[Records from a data source]
==================================================

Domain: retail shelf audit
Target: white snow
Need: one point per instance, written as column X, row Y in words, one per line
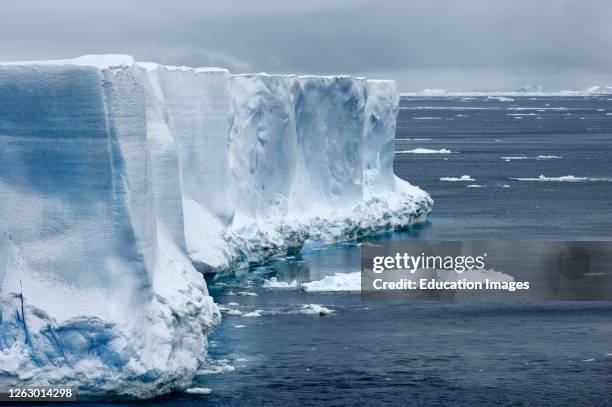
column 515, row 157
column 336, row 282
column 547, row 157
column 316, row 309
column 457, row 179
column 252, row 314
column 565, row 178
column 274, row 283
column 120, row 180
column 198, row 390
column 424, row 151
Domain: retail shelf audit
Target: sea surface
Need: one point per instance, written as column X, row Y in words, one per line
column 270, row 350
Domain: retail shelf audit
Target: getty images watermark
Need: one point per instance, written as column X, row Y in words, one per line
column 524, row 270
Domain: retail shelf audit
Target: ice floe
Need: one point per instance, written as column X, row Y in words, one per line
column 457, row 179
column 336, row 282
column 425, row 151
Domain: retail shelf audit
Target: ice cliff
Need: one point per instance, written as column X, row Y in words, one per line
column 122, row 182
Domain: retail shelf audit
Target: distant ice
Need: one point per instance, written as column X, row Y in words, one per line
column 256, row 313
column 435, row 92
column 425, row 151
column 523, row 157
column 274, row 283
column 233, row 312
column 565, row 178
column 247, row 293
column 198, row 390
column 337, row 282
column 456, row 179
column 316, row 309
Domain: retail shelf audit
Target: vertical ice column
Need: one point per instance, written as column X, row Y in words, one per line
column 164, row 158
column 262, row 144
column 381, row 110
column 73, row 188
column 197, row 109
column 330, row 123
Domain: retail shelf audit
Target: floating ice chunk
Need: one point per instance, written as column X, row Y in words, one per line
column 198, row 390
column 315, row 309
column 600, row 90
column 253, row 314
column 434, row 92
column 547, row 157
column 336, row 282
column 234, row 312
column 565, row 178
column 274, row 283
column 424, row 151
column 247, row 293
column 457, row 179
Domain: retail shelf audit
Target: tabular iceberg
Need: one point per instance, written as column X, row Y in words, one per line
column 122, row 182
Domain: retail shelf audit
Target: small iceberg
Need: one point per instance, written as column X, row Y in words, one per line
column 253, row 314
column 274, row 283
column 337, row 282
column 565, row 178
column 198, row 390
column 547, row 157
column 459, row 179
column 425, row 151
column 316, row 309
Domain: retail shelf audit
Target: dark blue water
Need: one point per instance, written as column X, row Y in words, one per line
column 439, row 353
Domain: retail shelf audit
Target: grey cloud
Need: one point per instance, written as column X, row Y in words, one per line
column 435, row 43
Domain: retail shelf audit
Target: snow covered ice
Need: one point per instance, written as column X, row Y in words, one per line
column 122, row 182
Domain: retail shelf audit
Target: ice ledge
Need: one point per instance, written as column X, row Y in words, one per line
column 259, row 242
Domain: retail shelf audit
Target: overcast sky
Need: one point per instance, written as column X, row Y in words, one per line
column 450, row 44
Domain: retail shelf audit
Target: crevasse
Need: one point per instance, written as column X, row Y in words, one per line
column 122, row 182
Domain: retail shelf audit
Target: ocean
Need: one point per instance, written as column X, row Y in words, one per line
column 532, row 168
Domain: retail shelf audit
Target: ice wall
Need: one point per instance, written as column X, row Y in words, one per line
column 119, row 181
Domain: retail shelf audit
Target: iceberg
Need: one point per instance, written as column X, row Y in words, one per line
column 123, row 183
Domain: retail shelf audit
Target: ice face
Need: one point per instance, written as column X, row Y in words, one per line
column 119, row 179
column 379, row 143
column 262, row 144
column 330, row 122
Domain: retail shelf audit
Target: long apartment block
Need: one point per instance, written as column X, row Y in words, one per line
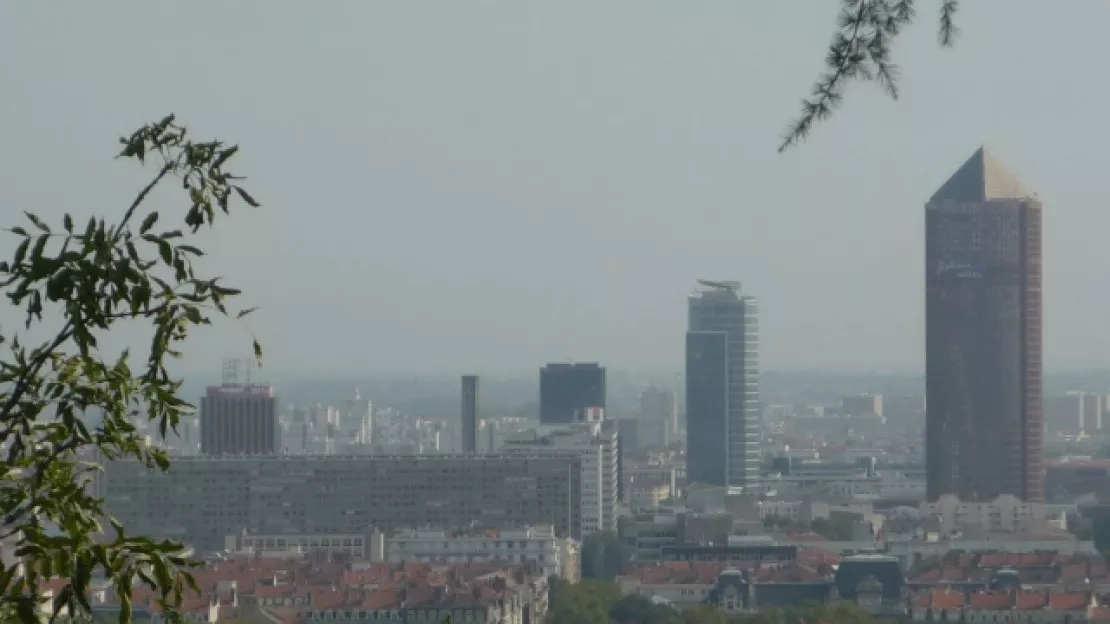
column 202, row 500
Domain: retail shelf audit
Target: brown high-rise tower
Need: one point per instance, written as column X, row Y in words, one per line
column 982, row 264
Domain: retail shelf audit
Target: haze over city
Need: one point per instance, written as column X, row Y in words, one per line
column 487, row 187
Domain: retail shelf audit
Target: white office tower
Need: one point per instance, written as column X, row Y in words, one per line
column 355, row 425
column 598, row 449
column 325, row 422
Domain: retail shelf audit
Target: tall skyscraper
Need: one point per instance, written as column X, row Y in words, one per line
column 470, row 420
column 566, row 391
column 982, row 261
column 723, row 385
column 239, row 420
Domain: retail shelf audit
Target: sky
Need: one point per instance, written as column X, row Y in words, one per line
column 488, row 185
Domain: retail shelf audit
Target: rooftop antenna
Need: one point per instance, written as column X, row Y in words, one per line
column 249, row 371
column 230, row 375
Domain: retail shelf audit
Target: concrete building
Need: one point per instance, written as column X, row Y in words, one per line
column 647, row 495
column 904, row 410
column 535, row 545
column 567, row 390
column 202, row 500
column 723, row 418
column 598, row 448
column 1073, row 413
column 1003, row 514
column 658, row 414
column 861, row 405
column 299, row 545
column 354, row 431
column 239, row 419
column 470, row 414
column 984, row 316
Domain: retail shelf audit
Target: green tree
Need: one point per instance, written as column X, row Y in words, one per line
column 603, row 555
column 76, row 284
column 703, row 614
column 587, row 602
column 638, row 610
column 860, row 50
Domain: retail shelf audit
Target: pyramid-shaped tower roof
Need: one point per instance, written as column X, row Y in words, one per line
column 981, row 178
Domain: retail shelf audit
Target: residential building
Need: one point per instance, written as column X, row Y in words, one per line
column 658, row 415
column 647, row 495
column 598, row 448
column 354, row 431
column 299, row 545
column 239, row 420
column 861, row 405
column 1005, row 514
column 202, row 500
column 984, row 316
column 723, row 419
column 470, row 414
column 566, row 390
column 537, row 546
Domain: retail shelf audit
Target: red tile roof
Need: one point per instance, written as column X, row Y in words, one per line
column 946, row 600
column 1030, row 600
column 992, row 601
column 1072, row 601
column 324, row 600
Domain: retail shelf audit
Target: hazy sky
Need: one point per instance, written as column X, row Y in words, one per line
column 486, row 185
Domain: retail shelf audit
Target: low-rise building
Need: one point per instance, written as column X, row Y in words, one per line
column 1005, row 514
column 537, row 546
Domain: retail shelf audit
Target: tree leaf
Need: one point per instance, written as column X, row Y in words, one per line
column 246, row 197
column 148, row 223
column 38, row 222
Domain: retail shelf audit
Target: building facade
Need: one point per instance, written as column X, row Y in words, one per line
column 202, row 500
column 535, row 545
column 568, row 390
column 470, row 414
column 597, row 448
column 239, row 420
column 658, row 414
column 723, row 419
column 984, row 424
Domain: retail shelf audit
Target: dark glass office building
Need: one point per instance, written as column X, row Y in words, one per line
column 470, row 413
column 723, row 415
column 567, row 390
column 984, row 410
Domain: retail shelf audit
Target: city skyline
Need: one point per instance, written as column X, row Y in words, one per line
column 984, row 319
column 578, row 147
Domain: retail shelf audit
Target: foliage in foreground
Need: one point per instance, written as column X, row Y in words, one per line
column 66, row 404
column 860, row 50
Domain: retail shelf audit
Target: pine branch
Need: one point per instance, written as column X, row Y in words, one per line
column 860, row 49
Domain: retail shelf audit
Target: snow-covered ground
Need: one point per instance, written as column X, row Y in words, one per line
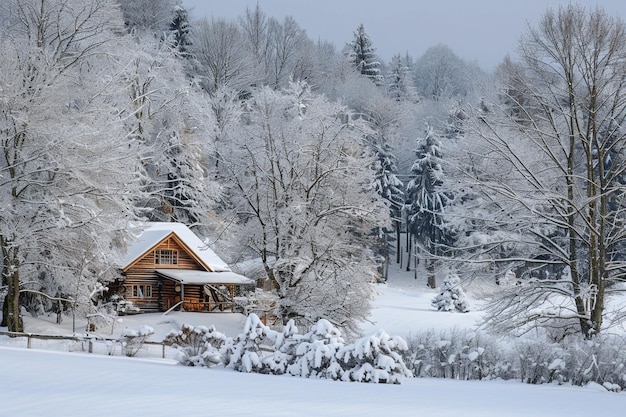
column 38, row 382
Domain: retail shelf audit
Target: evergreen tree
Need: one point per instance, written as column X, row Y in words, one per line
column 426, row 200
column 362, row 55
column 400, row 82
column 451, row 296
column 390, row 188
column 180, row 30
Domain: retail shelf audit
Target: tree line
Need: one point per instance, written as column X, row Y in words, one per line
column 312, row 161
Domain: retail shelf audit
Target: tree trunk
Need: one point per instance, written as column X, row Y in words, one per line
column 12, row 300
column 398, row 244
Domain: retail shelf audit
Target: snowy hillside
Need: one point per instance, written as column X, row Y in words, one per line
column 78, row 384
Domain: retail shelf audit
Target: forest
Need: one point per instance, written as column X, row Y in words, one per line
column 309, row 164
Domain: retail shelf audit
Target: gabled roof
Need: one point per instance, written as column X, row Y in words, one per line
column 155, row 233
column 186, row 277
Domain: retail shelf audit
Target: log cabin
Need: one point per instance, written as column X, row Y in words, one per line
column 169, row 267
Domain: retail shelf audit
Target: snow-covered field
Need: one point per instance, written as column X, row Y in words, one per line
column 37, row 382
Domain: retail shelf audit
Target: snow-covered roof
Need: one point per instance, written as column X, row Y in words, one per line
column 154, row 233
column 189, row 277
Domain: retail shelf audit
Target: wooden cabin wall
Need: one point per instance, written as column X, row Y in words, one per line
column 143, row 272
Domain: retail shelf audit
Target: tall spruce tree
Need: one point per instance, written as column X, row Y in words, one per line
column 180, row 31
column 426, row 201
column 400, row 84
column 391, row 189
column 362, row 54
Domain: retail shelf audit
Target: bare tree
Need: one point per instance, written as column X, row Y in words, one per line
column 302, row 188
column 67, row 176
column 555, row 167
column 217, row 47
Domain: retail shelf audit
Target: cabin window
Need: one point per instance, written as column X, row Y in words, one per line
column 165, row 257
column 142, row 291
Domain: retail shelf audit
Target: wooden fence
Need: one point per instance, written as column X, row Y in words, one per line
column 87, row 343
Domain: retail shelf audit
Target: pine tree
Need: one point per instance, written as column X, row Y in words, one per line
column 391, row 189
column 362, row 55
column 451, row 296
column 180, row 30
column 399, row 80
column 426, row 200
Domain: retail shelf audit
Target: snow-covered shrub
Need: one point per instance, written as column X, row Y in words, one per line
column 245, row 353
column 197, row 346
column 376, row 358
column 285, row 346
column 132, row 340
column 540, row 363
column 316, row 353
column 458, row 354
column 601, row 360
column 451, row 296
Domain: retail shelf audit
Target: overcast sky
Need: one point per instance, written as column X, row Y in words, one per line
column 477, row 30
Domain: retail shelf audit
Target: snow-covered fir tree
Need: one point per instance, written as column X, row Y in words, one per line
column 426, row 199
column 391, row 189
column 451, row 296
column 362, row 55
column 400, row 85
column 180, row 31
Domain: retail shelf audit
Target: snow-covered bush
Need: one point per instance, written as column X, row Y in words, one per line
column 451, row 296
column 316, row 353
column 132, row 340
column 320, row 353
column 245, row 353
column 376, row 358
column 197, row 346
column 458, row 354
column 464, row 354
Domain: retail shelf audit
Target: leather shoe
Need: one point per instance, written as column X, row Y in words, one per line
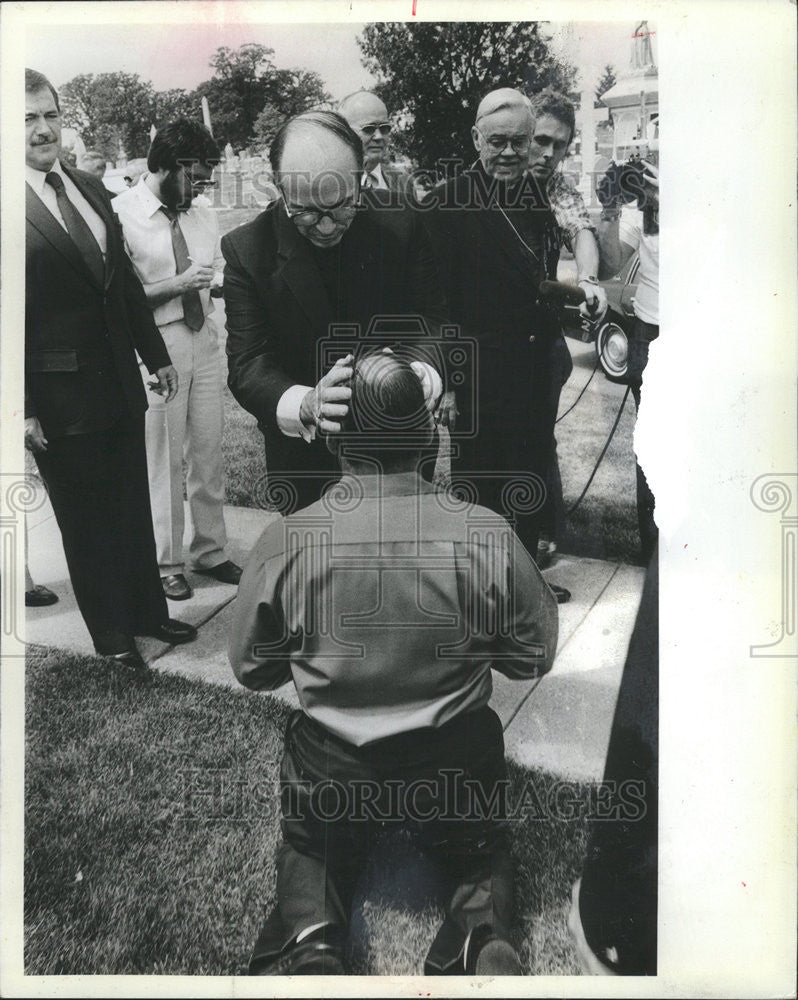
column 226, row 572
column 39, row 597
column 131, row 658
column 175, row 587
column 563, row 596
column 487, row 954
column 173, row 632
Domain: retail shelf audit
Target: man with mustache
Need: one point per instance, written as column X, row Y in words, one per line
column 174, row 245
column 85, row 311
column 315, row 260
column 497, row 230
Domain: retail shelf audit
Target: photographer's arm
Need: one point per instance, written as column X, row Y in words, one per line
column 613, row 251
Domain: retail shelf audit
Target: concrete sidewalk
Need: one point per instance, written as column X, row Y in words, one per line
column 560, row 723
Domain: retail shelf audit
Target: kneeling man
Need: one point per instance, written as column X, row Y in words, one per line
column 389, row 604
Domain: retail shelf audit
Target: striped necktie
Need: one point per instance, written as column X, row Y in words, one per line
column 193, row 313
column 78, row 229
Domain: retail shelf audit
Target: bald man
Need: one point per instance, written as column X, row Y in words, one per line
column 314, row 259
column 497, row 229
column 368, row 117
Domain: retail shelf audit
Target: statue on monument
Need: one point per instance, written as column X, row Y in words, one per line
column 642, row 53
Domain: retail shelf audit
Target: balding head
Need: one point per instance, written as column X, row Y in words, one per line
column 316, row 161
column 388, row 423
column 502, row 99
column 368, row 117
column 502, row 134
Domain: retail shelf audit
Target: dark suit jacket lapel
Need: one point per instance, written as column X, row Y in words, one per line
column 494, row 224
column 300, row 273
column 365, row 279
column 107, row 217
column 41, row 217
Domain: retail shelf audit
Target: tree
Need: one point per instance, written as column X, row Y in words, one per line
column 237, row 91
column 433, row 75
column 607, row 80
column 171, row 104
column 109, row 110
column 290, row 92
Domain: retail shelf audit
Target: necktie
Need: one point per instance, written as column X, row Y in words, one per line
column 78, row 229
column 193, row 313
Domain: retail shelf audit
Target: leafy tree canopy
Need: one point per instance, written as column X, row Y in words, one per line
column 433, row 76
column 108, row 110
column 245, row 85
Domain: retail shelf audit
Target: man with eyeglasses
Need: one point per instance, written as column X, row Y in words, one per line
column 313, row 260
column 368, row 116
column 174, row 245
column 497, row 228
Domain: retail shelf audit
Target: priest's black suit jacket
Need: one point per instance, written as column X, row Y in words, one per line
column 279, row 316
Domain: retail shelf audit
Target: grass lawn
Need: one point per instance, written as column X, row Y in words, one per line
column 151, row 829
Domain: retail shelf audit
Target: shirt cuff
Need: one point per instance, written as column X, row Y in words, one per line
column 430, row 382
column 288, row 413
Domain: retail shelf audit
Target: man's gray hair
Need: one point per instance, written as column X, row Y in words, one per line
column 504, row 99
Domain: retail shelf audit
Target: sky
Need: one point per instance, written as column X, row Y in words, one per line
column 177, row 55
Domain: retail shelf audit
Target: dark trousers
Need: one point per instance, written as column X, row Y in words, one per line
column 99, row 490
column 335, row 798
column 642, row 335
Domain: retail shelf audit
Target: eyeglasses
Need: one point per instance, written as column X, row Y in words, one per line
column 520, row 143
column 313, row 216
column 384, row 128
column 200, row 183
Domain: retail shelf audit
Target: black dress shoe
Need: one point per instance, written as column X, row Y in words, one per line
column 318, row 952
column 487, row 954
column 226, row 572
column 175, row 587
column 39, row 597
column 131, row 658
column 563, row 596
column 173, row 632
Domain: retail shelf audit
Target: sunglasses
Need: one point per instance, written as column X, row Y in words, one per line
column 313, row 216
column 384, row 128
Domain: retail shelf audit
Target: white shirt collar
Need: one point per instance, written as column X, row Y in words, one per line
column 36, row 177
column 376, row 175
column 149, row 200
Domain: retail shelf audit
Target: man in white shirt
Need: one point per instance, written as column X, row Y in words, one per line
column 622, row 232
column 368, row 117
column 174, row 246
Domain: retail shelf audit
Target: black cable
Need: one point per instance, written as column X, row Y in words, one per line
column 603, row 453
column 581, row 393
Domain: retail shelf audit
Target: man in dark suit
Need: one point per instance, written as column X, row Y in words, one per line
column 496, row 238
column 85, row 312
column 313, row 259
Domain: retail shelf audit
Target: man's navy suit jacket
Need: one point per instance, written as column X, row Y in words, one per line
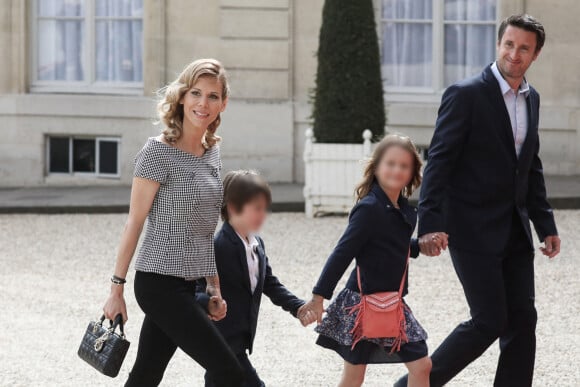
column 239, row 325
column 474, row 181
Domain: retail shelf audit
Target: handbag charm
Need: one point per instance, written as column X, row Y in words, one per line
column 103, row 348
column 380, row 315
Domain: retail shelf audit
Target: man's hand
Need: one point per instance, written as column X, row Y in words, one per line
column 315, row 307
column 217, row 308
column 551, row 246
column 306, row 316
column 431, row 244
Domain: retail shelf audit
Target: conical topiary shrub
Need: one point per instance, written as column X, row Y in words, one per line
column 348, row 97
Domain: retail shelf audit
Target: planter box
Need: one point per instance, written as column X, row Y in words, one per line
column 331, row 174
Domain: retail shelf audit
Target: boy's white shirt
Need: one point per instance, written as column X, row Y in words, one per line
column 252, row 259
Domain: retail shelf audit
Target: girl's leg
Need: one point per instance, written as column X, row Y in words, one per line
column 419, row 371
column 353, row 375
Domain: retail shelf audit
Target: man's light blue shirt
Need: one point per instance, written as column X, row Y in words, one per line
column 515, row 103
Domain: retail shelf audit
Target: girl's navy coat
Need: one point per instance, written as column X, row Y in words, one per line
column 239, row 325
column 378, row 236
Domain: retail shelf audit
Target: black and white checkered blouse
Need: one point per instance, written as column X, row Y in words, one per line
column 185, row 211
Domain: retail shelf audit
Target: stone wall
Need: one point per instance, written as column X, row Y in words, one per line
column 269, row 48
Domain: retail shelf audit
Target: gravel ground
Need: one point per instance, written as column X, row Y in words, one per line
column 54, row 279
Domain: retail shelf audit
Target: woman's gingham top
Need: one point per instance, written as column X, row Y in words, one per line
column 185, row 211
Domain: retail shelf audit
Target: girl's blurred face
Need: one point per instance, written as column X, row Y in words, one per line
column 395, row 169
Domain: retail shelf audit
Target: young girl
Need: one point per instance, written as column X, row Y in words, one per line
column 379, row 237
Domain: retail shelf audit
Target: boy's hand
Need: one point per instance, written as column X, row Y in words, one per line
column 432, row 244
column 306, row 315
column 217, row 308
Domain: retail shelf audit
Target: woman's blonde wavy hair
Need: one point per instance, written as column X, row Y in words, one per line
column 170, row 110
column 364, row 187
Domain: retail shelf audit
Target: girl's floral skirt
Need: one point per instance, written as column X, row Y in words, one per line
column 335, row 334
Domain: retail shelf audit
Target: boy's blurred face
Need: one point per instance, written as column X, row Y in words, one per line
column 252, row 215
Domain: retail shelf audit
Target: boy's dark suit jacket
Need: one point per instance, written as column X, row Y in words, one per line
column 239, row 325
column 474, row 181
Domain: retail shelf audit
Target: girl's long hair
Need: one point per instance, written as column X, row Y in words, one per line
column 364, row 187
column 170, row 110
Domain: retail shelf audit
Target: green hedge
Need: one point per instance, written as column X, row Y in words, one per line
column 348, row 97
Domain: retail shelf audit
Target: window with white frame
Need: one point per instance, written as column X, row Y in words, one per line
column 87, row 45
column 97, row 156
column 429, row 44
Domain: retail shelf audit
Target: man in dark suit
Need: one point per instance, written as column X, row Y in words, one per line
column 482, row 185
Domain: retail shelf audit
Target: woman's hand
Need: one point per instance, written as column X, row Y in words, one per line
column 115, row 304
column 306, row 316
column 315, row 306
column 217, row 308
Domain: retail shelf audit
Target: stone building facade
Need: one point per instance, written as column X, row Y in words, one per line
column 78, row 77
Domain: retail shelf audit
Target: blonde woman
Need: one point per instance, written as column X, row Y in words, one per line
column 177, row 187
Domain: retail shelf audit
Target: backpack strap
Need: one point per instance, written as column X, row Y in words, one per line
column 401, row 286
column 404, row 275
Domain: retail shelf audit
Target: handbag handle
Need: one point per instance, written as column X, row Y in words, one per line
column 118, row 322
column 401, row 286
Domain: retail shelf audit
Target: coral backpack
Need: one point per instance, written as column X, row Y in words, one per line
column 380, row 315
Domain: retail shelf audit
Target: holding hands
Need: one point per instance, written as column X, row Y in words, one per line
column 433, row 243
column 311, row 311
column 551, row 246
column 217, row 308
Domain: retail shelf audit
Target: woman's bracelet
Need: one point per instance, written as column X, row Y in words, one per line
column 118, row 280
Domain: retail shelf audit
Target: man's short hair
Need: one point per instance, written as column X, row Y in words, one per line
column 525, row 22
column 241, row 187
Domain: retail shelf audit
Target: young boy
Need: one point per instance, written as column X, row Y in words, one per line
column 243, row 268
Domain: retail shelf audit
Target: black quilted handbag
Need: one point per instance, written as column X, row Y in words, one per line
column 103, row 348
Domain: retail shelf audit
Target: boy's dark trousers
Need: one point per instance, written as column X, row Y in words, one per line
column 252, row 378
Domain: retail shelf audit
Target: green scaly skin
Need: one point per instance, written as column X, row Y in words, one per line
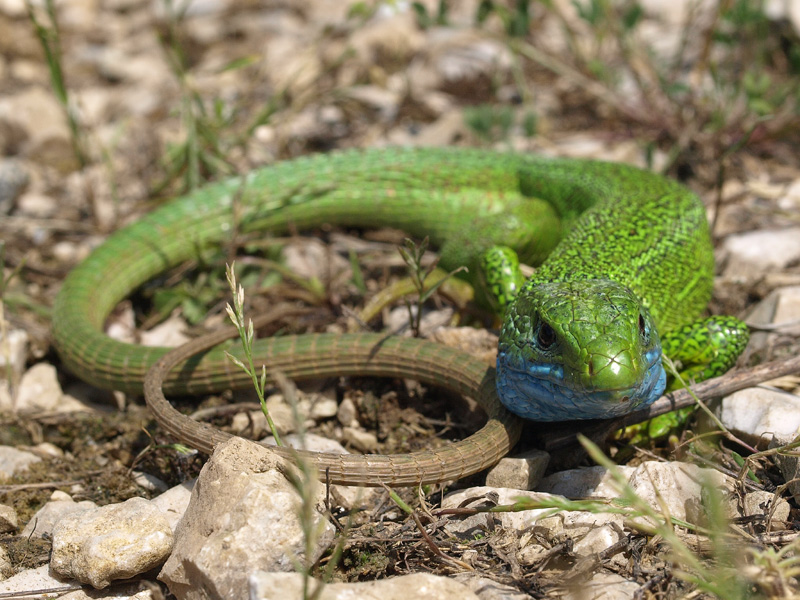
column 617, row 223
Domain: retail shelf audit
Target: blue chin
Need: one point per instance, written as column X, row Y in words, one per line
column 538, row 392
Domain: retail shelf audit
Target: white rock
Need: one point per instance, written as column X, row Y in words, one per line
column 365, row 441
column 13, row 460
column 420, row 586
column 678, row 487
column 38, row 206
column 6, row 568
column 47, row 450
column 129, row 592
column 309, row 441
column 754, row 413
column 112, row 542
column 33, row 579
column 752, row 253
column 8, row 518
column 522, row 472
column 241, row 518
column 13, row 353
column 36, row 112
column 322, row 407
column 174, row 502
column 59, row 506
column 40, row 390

==================================================

Print the items verbatim from the start through the line containing "column 270, row 350", including both ends. Leave the pictures out of your output.

Domain: retail shelf audit
Target: white snow
Need: one point per instance, written as column X, row Y in words, one per line
column 515, row 157
column 336, row 282
column 547, row 157
column 316, row 309
column 457, row 179
column 252, row 314
column 565, row 178
column 274, row 283
column 120, row 180
column 198, row 390
column 424, row 151
Domain: retail shelf audit
Target: sea surface
Need: one point per instance, written as column X, row Y in words, one per line
column 270, row 350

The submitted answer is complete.